*TO BE DONE*
Count the lines in the records below that contain the string "cardboard", treating uppercase and lowercase as different. Reply with the number alone.

Excerpts from location labeling data:
┄┄┄┄┄┄

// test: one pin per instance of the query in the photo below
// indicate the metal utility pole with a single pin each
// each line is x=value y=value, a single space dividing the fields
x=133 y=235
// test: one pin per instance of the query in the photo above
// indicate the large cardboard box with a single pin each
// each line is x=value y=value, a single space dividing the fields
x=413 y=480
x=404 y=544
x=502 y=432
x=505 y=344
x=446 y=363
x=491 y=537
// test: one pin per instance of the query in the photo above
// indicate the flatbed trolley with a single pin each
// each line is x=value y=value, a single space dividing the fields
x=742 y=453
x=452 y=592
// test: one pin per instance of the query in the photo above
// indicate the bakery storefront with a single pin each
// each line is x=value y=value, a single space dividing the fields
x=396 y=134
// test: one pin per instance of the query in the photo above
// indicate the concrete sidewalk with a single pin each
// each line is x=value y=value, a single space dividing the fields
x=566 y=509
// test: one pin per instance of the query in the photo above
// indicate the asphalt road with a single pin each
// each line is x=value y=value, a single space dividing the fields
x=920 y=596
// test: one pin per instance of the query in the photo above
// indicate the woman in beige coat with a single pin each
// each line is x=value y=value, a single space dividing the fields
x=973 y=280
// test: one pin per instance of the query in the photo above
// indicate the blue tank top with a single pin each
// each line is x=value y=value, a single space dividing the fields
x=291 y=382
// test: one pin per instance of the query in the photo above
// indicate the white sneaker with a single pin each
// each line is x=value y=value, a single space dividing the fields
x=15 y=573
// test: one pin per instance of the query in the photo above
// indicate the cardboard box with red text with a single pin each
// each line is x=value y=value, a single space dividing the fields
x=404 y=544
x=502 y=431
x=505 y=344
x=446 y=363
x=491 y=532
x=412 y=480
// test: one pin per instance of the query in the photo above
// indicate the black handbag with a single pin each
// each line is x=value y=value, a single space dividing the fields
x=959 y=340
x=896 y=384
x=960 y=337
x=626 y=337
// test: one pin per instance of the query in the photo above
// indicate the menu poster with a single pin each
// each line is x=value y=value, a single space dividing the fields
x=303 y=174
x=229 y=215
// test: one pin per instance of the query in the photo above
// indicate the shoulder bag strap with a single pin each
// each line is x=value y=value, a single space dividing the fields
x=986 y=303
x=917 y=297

┄┄┄┄┄┄

*TASK RESULT*
2